> [Data records]:
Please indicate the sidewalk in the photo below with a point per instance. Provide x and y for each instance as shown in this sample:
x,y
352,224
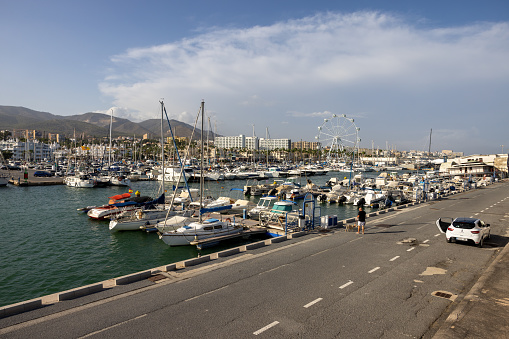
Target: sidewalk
x,y
484,312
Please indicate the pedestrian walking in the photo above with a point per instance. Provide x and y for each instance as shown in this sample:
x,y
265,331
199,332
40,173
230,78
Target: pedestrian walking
x,y
361,220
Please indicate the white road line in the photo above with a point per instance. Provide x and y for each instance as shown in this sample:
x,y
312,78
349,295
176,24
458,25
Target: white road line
x,y
346,285
263,329
113,326
313,302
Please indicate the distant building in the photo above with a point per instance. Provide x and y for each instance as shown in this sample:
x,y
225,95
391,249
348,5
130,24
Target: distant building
x,y
305,145
477,166
31,150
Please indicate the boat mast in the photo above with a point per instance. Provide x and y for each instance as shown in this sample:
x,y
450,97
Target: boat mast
x,y
201,159
162,143
109,153
429,148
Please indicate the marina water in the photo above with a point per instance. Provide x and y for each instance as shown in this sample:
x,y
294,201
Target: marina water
x,y
47,246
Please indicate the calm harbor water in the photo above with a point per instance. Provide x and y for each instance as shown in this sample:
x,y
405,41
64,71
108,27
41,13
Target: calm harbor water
x,y
48,246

> [Activity]: Please produce an exact copy of all the material, leaving out the pictures.

> [Written answer]:
Please indicate the sidewalk in the photo below with a point per instance. Provide x and y for each instance as shown in this sample:
x,y
352,224
Target: sidewalk
x,y
484,312
Please indicate the pedestrian walking in the photo above with a point per instance. Provide x and y for each instance as shown in this sample:
x,y
265,331
199,332
40,173
230,78
Target: pedestrian walking
x,y
361,220
Please indicate the white road line in the photo above with a point per instance. Provide x and y for each instance as shown in this sample:
x,y
312,78
349,295
176,24
458,25
Target: white road line
x,y
346,285
263,329
113,326
313,302
Please indicate the distant building in the photo above with a point per instance. Provide x and y for each instance as shown in this sample:
x,y
225,95
391,249
348,5
130,24
Target: distant building
x,y
305,145
477,166
31,150
Please indicate the boat mast in the photo above with a point per instance. Provide x and y for each instance as shown in this sample:
x,y
450,97
Target: boat mast
x,y
201,159
162,143
109,153
429,148
Please indicate the marina water in the photo above with a point per instance. Provide x and y for each instance as shown in this sample:
x,y
294,201
Target: marina water
x,y
47,246
Please indicate the calm harbor water in the photo above with a point per instance. Provide x and y for each instance as shown in this sample:
x,y
405,41
64,71
108,27
41,13
Target: calm harbor water
x,y
48,246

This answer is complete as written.